BEGIN SUPPLIED INFORMATION
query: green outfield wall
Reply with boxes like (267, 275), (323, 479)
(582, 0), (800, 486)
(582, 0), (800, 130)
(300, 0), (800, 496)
END SUPPLIED INFORMATION
-- TASK STATEMENT --
Could you print all of the entries again exactly as they stand?

-- SOLUTION --
query: green outfield wall
Reply with boxes like (267, 275), (323, 479)
(582, 0), (800, 486)
(582, 0), (800, 130)
(300, 0), (800, 496)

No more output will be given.